## [Dataset entries]
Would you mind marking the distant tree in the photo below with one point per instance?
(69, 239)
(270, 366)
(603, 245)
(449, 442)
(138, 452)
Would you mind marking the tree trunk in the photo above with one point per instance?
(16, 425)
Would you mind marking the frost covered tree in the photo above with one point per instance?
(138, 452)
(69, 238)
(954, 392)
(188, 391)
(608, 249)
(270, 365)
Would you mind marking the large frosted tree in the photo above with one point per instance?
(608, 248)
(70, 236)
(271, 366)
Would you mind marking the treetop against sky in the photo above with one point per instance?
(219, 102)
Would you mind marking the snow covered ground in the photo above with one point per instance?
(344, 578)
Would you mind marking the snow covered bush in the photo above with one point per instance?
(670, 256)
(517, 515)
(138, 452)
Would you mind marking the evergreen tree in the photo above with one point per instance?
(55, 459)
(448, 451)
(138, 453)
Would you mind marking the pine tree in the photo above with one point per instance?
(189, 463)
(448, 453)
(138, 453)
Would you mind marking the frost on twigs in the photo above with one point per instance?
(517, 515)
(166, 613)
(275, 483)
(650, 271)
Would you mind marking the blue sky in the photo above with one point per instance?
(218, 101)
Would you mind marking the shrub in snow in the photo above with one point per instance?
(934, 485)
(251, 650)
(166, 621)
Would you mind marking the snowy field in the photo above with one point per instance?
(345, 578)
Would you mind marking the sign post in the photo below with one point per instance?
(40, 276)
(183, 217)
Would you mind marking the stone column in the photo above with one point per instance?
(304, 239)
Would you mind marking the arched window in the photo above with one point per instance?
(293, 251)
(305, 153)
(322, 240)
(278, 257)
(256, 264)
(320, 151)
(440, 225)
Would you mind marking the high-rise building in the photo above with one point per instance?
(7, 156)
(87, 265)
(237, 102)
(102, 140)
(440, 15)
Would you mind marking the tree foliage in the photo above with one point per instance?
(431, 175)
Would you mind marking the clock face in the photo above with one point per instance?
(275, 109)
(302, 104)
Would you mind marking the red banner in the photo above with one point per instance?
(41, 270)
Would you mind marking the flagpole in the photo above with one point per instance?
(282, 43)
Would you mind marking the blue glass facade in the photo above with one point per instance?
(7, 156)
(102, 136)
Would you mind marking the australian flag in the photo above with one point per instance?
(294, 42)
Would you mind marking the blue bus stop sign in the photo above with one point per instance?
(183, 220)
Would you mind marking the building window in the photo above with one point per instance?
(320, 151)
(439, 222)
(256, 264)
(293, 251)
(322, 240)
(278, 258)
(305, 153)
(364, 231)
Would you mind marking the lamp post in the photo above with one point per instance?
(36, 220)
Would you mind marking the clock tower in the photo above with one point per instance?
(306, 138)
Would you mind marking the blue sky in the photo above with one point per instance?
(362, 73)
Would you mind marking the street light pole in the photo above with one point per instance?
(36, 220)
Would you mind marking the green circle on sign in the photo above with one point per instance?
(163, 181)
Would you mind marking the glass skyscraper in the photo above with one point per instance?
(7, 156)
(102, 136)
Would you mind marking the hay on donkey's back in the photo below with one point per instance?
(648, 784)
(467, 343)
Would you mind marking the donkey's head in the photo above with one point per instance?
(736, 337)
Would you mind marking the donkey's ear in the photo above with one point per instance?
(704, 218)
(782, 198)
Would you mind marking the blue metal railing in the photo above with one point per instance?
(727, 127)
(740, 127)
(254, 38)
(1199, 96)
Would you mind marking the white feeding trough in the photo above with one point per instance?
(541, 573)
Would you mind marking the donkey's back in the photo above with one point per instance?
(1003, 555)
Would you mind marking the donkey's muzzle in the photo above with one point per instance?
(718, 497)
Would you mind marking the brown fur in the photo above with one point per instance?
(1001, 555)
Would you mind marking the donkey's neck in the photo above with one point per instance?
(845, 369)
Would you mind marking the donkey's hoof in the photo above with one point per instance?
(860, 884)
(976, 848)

## [Problem]
Rewrite the records from the line containing "Would you mind marking the donkey's muzzle" through the end of the records, keeping every request line unchanged. Rescale each point coordinate by multiplying it by 1.95 and rounding to the nearest whole number, with halves rounded up.

## [Exercise output]
Would you mind marking the donkey's muzzle in the photo above with one point per instance?
(1400, 969)
Would you mind marking the brown fur in the photo above with one point per instance?
(1952, 1082)
Would you mind marking the donkey's neck in the photo above with one point per instance?
(1648, 720)
Would you mind marking the donkey's hoof in the photo above with one point per instance?
(1677, 1724)
(1903, 1654)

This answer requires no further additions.